Given information
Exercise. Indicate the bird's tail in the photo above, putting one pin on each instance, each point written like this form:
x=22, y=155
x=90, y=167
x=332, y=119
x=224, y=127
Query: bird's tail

Task objective
In the listing, find each line with the string "tail" and copy it.

Response to this exercise
Exercise. Indicate the bird's tail in the photo above, putting one pin on each instance, each point written like this form:
Query: bird's tail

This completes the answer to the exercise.